Task description: In the passage on type 2 diabetes in young people, by what percentage did diagnoses among children and teens rise each year between 2002 and 2012?

Passage for review:
__________
The number of children and teens diagnosed with type 2 diabetes has increased by 5 percent every year between 2002 and 2012. You have read and heard about the recent opioid addiction and cancer, but the greatest threat to our youth is diabetes. This disease takes away years of life and includes a poor quality of life for many. This information is coming out of a recent national study from Wake Forest University. But this information also comes from the CDC, recently published in the New England Journal of Medicine. We need to open our eyes that this disease dooms millions of Americans to an early death and costs over 200 billion dollars a year. The percentage of children who are obese has more than tripled over the past half-century, which is also responsible for the increase in diabetes. More than 70 percent of people diagnosed with type 2 diabetes as children or teens suffer from at least one diabetes-related complication, which can include death. The Centers for Disease Control and Prevention estimates one in three Americans will have diabetes by 2050. The irony is that we know it is preventable.
We also know that our efforts to stop young people from contracting this disease have failed and we need a new approach. What we have seen in studies is that the best approach is one that is personal and manages diabetes on a person-by-person basis with rigorous, extensive, and individually targeted education programs. If a child does not know what a carbohydrate is, they will be doomed to failure and an early death. Type 2 diabetes is all about educating our youth to prevent this coming epidemic.
Reference: Incidence Trends of Type 1 and Type 2 Diabetes among Youths, 2002-2012(link is external), published in the New England Journal of Medicine.
__________
Supplied information:
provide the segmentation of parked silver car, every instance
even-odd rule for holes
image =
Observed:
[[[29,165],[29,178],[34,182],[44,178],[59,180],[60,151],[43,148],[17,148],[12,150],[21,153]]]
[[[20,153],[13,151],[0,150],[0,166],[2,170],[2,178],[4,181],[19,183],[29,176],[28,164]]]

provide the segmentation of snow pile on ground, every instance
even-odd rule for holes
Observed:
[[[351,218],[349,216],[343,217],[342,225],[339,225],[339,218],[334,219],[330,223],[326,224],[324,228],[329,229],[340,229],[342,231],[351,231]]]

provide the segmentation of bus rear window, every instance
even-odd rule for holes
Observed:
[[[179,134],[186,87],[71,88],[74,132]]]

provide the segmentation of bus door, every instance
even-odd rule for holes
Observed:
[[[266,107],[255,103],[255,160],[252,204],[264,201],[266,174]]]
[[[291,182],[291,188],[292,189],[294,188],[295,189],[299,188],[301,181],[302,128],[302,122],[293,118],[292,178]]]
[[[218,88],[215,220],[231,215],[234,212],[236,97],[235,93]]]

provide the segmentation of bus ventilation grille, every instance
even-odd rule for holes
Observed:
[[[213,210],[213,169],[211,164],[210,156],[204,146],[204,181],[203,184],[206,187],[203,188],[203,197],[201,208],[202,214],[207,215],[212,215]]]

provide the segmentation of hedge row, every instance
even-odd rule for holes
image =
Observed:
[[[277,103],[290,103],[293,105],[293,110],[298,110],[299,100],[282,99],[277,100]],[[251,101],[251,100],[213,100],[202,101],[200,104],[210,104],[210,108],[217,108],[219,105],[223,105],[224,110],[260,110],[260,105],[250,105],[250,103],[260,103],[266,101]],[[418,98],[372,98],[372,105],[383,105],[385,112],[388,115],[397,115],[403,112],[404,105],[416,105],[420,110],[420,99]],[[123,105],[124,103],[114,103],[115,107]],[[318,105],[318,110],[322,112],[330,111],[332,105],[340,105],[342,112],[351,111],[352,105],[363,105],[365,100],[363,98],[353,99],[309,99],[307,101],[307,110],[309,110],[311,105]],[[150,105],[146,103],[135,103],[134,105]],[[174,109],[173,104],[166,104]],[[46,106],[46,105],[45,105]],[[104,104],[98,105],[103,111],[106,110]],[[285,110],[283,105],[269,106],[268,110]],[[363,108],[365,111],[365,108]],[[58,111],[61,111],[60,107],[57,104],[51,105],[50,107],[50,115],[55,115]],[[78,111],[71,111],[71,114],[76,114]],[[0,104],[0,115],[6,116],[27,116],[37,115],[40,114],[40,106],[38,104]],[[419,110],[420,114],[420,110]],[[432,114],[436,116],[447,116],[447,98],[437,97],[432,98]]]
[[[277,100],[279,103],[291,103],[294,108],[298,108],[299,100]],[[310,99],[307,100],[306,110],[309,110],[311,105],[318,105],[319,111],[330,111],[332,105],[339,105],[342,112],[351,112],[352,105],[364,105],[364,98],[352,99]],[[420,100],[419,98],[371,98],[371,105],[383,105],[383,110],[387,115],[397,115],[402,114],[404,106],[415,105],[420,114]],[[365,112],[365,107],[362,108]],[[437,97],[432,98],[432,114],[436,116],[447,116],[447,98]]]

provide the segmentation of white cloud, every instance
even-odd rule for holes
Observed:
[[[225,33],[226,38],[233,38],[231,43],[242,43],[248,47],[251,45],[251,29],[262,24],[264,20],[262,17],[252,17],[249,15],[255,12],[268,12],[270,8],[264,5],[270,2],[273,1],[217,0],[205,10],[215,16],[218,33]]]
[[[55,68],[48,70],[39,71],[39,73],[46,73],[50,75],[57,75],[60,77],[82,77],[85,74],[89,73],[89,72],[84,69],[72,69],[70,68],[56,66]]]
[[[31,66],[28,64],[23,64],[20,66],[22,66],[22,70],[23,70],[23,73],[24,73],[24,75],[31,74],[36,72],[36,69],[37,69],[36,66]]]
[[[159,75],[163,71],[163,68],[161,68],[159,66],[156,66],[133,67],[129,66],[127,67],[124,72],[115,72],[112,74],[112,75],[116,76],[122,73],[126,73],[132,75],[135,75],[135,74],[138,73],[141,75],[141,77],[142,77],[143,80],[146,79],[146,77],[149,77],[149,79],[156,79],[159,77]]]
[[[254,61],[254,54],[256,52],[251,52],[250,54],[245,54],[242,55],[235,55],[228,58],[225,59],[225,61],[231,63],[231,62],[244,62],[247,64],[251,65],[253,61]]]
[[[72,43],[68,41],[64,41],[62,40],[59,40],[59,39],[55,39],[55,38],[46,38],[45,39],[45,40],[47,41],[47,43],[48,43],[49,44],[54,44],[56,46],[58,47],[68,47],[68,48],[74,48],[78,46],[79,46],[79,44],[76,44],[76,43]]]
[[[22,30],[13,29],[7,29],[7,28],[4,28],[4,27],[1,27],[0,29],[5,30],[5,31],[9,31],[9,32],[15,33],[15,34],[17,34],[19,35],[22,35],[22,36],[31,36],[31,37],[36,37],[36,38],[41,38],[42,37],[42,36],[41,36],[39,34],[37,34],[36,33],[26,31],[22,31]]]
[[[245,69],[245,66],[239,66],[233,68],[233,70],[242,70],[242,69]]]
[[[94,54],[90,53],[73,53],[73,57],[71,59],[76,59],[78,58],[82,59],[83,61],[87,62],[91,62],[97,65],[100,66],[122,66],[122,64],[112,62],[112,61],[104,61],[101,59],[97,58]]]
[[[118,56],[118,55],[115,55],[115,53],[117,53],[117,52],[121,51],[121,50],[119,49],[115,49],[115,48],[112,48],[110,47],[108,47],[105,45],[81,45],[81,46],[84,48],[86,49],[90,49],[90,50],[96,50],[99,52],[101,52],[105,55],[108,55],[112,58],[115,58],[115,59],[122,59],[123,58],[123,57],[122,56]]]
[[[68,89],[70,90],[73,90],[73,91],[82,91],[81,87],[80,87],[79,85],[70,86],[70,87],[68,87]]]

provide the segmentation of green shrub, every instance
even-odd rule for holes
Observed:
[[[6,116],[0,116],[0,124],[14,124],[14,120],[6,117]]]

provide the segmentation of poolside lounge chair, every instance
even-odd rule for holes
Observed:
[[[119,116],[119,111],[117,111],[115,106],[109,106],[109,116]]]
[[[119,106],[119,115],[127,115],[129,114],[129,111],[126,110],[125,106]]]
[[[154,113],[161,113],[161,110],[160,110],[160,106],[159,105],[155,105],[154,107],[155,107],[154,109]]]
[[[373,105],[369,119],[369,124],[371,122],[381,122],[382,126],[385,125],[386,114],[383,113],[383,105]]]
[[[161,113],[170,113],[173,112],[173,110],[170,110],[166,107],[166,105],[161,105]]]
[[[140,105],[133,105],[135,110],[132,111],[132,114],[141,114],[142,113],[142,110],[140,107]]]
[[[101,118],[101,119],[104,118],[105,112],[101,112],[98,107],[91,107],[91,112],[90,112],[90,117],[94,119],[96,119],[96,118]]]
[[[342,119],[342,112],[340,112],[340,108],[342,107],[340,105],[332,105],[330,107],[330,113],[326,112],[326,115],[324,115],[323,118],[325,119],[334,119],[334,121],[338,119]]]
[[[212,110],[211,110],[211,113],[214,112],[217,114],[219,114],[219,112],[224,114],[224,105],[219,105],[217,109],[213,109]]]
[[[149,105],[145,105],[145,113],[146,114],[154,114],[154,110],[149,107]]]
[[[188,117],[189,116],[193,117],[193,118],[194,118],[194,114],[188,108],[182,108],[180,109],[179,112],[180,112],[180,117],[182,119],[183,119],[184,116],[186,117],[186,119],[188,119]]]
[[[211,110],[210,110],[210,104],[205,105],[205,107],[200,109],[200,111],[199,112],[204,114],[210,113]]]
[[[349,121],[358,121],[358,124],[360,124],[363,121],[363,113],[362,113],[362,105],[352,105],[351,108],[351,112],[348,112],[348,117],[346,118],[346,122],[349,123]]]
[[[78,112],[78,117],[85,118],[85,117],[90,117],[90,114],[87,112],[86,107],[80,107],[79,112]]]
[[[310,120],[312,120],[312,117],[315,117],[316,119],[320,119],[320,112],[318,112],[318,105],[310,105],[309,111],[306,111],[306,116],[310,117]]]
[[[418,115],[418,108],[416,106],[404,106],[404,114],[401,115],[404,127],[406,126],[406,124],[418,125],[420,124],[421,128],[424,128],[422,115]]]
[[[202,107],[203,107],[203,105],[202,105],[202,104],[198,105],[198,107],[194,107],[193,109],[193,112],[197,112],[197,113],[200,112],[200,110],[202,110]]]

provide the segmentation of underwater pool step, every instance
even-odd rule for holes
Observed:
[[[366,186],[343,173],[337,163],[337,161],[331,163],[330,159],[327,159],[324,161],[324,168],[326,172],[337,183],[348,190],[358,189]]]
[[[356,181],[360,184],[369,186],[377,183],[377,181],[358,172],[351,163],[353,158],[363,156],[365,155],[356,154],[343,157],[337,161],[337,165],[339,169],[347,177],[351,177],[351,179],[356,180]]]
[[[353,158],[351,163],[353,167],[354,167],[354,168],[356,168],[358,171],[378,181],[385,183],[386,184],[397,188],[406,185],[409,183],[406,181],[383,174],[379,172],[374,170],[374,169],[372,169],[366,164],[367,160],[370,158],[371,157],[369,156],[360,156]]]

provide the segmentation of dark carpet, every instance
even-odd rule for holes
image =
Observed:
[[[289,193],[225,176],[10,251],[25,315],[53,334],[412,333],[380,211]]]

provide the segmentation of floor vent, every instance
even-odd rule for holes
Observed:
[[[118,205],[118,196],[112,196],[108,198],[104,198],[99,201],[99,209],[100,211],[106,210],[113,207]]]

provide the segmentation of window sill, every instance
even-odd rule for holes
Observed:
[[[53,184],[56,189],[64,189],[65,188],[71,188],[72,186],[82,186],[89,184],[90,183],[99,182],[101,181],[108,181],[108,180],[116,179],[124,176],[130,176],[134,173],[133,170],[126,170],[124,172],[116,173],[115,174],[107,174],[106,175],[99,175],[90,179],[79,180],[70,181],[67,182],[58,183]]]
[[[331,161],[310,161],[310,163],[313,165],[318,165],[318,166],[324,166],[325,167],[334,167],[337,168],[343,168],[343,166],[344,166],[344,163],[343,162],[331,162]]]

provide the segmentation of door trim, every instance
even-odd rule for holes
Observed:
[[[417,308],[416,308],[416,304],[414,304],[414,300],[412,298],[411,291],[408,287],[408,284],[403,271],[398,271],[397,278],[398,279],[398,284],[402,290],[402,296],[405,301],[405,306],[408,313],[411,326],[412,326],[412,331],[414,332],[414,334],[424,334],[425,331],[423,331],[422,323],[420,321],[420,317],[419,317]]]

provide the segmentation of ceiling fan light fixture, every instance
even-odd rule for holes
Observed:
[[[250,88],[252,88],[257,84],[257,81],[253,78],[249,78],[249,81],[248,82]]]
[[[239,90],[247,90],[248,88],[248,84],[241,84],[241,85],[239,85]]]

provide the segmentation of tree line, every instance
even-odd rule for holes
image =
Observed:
__________
Your solution: 5 percent every year.